**Aim:** Rewrite everything from the start of the lines below down to the line containing "xmin=692 ymin=183 xmax=750 ymax=262", both ends included, and shift each bounding-box coordinate by adding 50 to it. Reproduce the rest of those lines without change.

**Supplied records:**
[Start]
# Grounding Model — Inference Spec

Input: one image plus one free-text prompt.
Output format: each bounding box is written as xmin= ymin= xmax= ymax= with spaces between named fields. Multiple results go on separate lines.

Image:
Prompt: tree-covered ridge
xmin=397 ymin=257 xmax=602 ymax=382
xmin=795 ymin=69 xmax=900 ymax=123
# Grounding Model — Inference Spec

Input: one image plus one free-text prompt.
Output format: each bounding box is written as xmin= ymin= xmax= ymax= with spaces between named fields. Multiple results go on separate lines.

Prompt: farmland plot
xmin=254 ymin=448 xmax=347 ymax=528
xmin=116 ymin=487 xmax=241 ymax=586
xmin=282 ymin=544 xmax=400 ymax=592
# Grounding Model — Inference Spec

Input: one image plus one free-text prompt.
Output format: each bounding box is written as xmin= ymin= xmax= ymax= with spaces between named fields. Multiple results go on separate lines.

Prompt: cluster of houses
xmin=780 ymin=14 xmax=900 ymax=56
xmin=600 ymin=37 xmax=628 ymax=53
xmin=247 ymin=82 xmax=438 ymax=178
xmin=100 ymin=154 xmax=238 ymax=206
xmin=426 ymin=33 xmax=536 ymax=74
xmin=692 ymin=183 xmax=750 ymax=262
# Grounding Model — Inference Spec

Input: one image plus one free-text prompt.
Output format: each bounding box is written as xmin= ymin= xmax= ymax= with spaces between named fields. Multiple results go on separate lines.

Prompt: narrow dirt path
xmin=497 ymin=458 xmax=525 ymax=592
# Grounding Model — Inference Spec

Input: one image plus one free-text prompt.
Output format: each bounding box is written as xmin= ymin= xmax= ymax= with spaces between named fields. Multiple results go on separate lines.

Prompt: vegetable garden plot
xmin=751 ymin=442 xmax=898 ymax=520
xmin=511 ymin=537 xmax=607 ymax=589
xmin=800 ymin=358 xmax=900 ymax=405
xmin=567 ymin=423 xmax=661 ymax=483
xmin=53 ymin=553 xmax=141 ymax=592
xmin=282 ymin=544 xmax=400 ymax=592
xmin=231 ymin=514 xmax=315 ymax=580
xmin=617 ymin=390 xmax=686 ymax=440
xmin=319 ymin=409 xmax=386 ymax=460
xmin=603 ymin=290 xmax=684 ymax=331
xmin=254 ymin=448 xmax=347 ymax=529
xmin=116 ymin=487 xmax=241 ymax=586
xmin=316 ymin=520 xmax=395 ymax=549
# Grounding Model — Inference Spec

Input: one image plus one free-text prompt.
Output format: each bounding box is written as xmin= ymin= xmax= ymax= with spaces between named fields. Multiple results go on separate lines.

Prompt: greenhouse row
[End]
**Answer to the task:**
# Grounding Model — Inference Spec

Input: one image plus one free-text prompt.
Output format: each bounding box is written as xmin= ymin= xmax= ymax= with spaces between named fields. Multiple results go on separate lines.

Image:
Prompt: tree-covered ridge
xmin=447 ymin=307 xmax=652 ymax=432
xmin=845 ymin=119 xmax=950 ymax=173
# Grounding Model — Inference Spec

Input: one image plus one free-text prompt.
Output format: each bounding box is written as xmin= ymin= xmax= ymax= with spaces between named fields. Multiple results go on separate lines.

Prompt: farmland plot
xmin=304 ymin=498 xmax=397 ymax=578
xmin=166 ymin=537 xmax=291 ymax=636
xmin=332 ymin=594 xmax=450 ymax=642
# Grounding Model — Inference Spec

Input: one image plus one free-text prompt.
Output format: each bounding box is written as xmin= ymin= xmax= ymax= with spaces between named fields. Multiple results go on separate lines.

Prompt: cluster of houses
xmin=830 ymin=64 xmax=950 ymax=106
xmin=650 ymin=87 xmax=678 ymax=103
xmin=297 ymin=132 xmax=488 ymax=228
xmin=150 ymin=204 xmax=288 ymax=256
xmin=476 ymin=83 xmax=586 ymax=124
xmin=742 ymin=233 xmax=800 ymax=312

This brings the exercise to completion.